* Exercise: Turn every line of the rows below into a JSON list of strings, one string per line, leaving out blank lines. Omit the pictures.

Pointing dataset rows
— Begin —
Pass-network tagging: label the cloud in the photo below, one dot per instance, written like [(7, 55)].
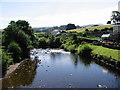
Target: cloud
[(64, 16)]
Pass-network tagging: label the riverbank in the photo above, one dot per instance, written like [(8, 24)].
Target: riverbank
[(104, 56), (11, 69)]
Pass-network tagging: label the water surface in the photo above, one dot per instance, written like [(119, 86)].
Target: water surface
[(60, 69)]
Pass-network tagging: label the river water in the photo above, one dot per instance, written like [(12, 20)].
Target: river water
[(60, 69)]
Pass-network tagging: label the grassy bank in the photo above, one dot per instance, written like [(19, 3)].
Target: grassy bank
[(110, 53)]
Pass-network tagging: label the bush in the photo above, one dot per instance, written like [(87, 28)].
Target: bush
[(42, 42), (15, 51), (6, 61), (71, 48), (84, 50)]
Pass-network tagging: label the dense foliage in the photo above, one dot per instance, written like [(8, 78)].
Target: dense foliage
[(18, 39)]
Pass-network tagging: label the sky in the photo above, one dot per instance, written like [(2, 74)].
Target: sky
[(46, 13)]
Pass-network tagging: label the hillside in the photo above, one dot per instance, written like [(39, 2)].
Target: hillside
[(91, 28)]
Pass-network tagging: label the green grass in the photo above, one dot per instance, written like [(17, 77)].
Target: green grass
[(91, 28), (114, 54)]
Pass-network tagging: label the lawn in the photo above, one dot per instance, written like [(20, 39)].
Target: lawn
[(114, 54), (91, 28)]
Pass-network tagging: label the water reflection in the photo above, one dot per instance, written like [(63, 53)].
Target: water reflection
[(23, 75), (86, 61)]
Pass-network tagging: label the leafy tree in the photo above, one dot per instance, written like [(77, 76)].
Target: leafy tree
[(70, 26), (15, 51), (6, 61), (115, 17), (109, 22)]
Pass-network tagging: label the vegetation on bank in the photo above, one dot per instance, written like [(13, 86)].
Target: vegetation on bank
[(110, 53), (18, 39)]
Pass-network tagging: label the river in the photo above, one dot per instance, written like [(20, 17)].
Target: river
[(60, 69)]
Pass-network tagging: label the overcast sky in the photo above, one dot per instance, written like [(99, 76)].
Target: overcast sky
[(56, 12)]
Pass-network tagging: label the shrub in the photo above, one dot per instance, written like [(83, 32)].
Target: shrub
[(84, 50), (6, 61), (15, 51)]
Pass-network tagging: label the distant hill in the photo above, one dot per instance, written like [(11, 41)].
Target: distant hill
[(91, 28)]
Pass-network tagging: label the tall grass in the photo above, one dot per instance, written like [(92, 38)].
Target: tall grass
[(84, 50)]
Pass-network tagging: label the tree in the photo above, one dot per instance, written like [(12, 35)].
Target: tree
[(115, 17), (109, 22), (15, 51), (70, 26)]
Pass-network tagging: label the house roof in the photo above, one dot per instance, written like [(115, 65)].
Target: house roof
[(105, 35)]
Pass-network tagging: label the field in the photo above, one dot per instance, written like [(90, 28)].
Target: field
[(91, 28), (114, 54)]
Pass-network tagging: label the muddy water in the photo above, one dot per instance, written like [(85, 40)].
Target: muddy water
[(60, 69)]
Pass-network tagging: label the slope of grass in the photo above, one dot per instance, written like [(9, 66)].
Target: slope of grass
[(114, 54), (91, 28)]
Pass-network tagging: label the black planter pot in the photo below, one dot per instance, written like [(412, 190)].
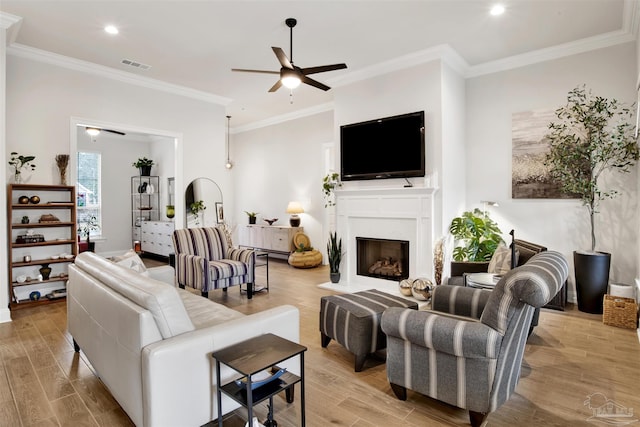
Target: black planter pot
[(592, 279)]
— End —
* Output:
[
  "Pass-network tagging: label the cloud in the photo below, one dot per instance, written like [(7, 55)].",
  "Target: cloud",
  "[(64, 16)]",
  "Pass-network tagging: label the riverbank in the photo above, one dot per instance, written like [(8, 24)].",
  "Target: riverbank",
  "[(104, 56), (11, 69)]",
  "Pass-network tagging: label the water surface in the photo above, one dot per instance, written like [(119, 86)].",
  "Target: water surface",
  "[(60, 69)]",
  "Pass-network tagging: label the river water in the photo above, one dot per instance, written like [(12, 20)].",
  "Target: river water",
  "[(60, 69)]",
  "Pass-network tagging: label the grassy bank in the photo above, one dot per instance, written like [(19, 3)].",
  "Target: grassy bank",
  "[(110, 53)]",
  "Pass-network tagging: label the bush in the photo above, one dot per instance, written like [(87, 28)].",
  "Target: bush",
  "[(42, 42), (15, 51), (6, 61), (71, 48), (84, 50)]",
  "Pass-network tagging: label the dense foliage in the photo above, one dot per instance, written like [(8, 78)].",
  "Target: dense foliage",
  "[(18, 39)]",
  "Pass-network tagging: label the sky in the photo above, one dot per instance, written like [(2, 74)].",
  "Target: sky",
  "[(46, 13)]",
  "Pass-network tagging: label the hillside in the photo above, one dot per instance, written like [(39, 2)].",
  "Target: hillside",
  "[(91, 28)]",
  "Pass-network tagging: label the green grass in the photo above, one dot per instance, written like [(17, 77)].",
  "Target: green grass",
  "[(91, 28), (114, 54)]",
  "Pass-network tagging: label the lawn in the photo above, one dot per instance, written like [(20, 39)].",
  "Target: lawn",
  "[(114, 54), (91, 28)]",
  "Pass-network tagging: label the water reflection in the photo above, one dot per instance, written like [(63, 53)].",
  "Target: water reflection",
  "[(23, 75), (86, 61)]",
  "Pass-network tagging: label the leafy tree in the photo above, one dot per instance, written like [(77, 76)].",
  "Target: leafy tree",
  "[(70, 26), (15, 51), (6, 61), (115, 17), (109, 22)]",
  "Pass-network tagging: label the vegetation on bank in the photo above, one dot per instance, written like [(13, 86)].",
  "Target: vegetation on bank",
  "[(110, 53), (18, 39)]",
  "Pass-network tagging: label the river in the photo above, one dot per instance, written like [(20, 17)].",
  "Target: river",
  "[(60, 69)]",
  "Pass-network tagging: label the overcast sky in the photo above, one dot per instance, written like [(99, 76)].",
  "Target: overcast sky",
  "[(56, 12)]",
  "Pass-network tagging: label the shrub in the photo above, one dot per instance, written like [(83, 32)].",
  "Target: shrub",
  "[(84, 50), (6, 61), (15, 51)]",
  "Pass-network tagging: label the distant hill in the photo above, one dot per instance, written like [(11, 41)].",
  "Target: distant hill",
  "[(91, 28)]",
  "Pass-network tagging: label the tall grass in the photo above, one dot per instance, written like [(92, 38)].",
  "Target: tall grass",
  "[(84, 50)]",
  "Pass-network tagging: label the tree in the photo above, one dot per instance, written like [(12, 35)].",
  "Target: tree",
  "[(115, 17), (109, 22), (15, 51), (70, 26)]",
  "Pass-network tagging: label the house roof in the photo above, one dot per instance, written like [(115, 65)].",
  "Target: house roof",
  "[(105, 35)]",
  "Pass-network tagging: label the field in the photo above, one dot per instance, written like [(90, 28)].",
  "Target: field",
  "[(91, 28), (114, 54)]",
  "Pass-network tagging: label the muddy water in the photo above, one dot per instance, written like [(85, 40)].",
  "Target: muddy water",
  "[(60, 69)]",
  "Pass-network tagging: label the slope of grass in the photo above, one dot per instance, written like [(9, 66)].",
  "Target: slope of grass",
  "[(114, 54), (91, 28)]",
  "Pass-network tagging: label the black planter pot in the photo below, one dot per instance, written like [(412, 190)].",
  "Target: black planter pot",
  "[(592, 279)]"
]